▸ YOUR INSTRUCTIONS
Copy each of the following items line for line, without any changes.

[Records from a collection]
********************

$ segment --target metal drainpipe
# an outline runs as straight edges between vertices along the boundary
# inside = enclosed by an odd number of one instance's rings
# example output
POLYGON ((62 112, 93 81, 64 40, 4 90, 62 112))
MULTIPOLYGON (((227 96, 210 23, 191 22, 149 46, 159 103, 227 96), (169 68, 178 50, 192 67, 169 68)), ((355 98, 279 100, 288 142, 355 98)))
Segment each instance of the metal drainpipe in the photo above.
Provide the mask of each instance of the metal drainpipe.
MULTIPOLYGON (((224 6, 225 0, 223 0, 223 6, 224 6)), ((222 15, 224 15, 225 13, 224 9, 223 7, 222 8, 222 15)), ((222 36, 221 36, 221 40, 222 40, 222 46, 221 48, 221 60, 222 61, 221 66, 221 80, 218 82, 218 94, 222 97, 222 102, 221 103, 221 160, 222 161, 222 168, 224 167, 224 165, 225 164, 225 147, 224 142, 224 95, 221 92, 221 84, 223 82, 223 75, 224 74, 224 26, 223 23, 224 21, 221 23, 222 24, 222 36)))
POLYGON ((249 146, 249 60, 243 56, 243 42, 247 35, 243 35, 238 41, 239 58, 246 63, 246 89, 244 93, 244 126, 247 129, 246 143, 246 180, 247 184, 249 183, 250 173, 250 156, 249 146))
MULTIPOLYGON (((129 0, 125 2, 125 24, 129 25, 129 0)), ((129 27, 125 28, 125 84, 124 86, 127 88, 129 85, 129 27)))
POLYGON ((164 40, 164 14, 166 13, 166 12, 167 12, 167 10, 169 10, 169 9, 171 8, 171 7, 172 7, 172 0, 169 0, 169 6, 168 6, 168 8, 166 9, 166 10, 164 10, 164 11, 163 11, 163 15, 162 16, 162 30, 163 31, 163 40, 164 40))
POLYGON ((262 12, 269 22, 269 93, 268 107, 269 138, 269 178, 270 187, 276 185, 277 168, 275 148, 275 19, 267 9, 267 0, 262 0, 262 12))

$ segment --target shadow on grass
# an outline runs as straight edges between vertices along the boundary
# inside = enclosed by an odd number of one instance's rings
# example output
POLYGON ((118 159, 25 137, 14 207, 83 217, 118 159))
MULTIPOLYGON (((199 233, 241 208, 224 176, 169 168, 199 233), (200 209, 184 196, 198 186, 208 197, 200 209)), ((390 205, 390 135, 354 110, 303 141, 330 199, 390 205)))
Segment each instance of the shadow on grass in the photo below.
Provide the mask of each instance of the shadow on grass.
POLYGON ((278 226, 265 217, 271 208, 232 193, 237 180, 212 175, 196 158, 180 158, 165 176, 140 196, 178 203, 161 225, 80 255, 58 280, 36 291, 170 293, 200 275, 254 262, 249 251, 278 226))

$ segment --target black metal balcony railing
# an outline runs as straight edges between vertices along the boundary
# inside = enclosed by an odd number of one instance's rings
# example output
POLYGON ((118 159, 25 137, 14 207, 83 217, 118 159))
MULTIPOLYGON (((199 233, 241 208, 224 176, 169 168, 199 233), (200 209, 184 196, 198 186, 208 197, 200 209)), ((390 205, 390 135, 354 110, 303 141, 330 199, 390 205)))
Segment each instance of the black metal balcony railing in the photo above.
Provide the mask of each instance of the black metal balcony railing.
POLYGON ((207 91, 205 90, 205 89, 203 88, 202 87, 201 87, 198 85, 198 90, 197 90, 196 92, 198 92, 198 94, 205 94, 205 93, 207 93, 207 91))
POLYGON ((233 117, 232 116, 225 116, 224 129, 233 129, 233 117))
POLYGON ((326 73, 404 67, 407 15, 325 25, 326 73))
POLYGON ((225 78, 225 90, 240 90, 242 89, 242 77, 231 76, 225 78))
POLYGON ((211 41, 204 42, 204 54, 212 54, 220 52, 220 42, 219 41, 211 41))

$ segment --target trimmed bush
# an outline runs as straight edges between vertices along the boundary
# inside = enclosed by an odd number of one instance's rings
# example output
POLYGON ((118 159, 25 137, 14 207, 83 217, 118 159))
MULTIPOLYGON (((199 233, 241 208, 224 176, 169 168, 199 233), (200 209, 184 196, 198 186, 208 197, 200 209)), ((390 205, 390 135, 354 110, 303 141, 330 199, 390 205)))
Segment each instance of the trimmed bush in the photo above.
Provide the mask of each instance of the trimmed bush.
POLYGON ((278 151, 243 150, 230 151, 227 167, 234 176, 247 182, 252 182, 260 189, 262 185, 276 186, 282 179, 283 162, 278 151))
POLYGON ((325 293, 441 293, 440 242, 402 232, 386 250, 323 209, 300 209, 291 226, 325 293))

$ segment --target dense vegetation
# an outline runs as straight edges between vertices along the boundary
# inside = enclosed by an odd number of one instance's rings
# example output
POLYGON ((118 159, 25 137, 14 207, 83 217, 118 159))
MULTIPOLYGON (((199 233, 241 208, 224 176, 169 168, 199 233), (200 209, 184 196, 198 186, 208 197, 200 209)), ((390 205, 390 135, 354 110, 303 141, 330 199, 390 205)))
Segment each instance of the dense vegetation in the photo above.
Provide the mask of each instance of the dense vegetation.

********************

▸ SOLUTION FOR THIS EXERCISE
$ segment --target metal drainpipe
# an outline runs as straight edges between vertices along the boundary
# inside = enclosed by an odd number of one instance's rings
# example output
POLYGON ((62 112, 93 81, 64 40, 4 90, 62 112))
MULTIPOLYGON (((227 96, 210 23, 191 22, 149 46, 159 103, 227 96), (169 68, 178 50, 192 67, 169 68)), ((355 98, 279 100, 288 142, 355 98)))
Segment each instance of the metal drainpipe in the photo above.
Provide the mask of each instance of the metal drainpipe.
MULTIPOLYGON (((224 6, 225 0, 223 0, 223 6, 224 6)), ((222 15, 224 15, 225 13, 224 9, 223 7, 222 8, 222 15)), ((222 36, 221 36, 221 40, 222 40, 222 46, 221 48, 221 60, 222 61, 221 66, 221 80, 218 82, 218 94, 222 97, 222 102, 221 103, 221 160, 222 161, 222 168, 224 167, 224 165, 225 164, 225 147, 224 142, 224 95, 221 92, 221 84, 223 82, 223 75, 224 74, 224 26, 223 23, 224 21, 221 23, 222 24, 222 36)))
POLYGON ((249 146, 249 60, 243 56, 243 42, 247 35, 243 35, 238 41, 239 58, 246 63, 246 89, 244 93, 244 126, 247 129, 246 143, 246 180, 247 184, 249 183, 250 173, 250 156, 249 146))
MULTIPOLYGON (((129 0, 125 2, 125 24, 129 25, 129 0)), ((129 27, 125 28, 125 84, 124 86, 127 88, 129 85, 129 27)))
POLYGON ((164 40, 164 14, 166 13, 166 12, 167 12, 167 10, 169 10, 169 9, 171 8, 171 7, 172 7, 172 0, 169 0, 169 6, 168 6, 168 8, 166 9, 166 10, 164 10, 164 11, 163 11, 163 15, 162 16, 162 30, 163 31, 163 40, 164 40))
POLYGON ((262 12, 269 22, 269 93, 268 107, 269 138, 269 178, 270 187, 276 185, 277 168, 275 148, 275 19, 267 9, 267 0, 262 0, 262 12))

$ segment --target shadow on grass
# an outline runs as straight edges between vertices along the boundary
# inside = enclosed by an odd number of one instance's rings
# example output
POLYGON ((118 159, 25 137, 14 207, 83 217, 118 159))
MULTIPOLYGON (((199 233, 241 208, 224 176, 169 168, 199 233), (200 209, 184 196, 198 186, 208 197, 200 209)), ((390 205, 390 135, 354 110, 303 141, 330 199, 390 205)))
Segment each instance of the shadow on grass in the photo below.
Provide the mask of each instance of the shadow on grass.
POLYGON ((278 226, 265 217, 271 208, 232 193, 237 180, 212 175, 196 158, 180 158, 165 176, 140 196, 178 203, 161 225, 80 255, 58 280, 36 291, 170 293, 200 275, 254 262, 249 251, 278 226))

$ segment --target black metal balcony railing
# an outline runs as straight edges between vertices along the boundary
# inside = enclosed by an odd number of one instance's rings
# example output
POLYGON ((118 159, 25 137, 14 207, 83 217, 118 159))
MULTIPOLYGON (((199 233, 241 208, 224 176, 169 168, 199 233), (200 209, 184 196, 198 186, 208 197, 200 209)), ((390 205, 390 135, 354 110, 303 141, 330 199, 390 205)))
Segment each instance of the black metal balcony railing in the photo above.
Provide the mask of each instance of the black metal balcony railing.
POLYGON ((207 91, 205 90, 205 89, 203 88, 202 87, 201 87, 198 85, 198 90, 197 90, 196 92, 198 92, 198 94, 205 94, 205 93, 207 93, 207 91))
POLYGON ((233 117, 232 116, 225 116, 224 129, 233 129, 233 117))
POLYGON ((326 73, 404 67, 407 15, 325 25, 326 73))
POLYGON ((225 78, 225 90, 240 90, 242 89, 242 77, 231 76, 225 78))
POLYGON ((211 41, 204 42, 204 54, 212 54, 220 52, 220 42, 219 41, 211 41))

$ segment --target trimmed bush
# an outline runs as straight edges between vertices along the boundary
# inside = enclosed by an odd number of one instance's rings
# example output
POLYGON ((118 159, 25 137, 14 207, 83 217, 118 159))
MULTIPOLYGON (((199 233, 241 208, 224 176, 169 168, 199 233), (200 209, 184 196, 198 186, 208 197, 200 209)), ((390 205, 390 135, 354 110, 303 141, 330 199, 390 205)))
Segment each instance of the trimmed bush in the photo above.
Provide the mask of each instance of the trimmed bush.
POLYGON ((278 151, 243 150, 230 151, 227 167, 234 176, 247 182, 252 182, 260 189, 262 185, 276 186, 282 179, 283 162, 278 151))
POLYGON ((325 293, 441 293, 440 242, 402 232, 386 250, 323 209, 300 209, 291 226, 325 293))

$ segment --target dense vegetation
# an outline runs as straight edges between vertices along the boundary
# inside = enclosed by an odd number of one instance's rings
# example output
POLYGON ((118 159, 25 137, 14 207, 83 217, 118 159))
MULTIPOLYGON (((199 233, 241 208, 224 176, 169 168, 199 233), (200 209, 184 196, 198 186, 208 197, 200 209)), ((390 205, 390 135, 354 110, 303 141, 330 199, 390 205)))
Segment each instance of the dense vegetation in the photo above.
Provide the mask of each instance of the dense vegetation.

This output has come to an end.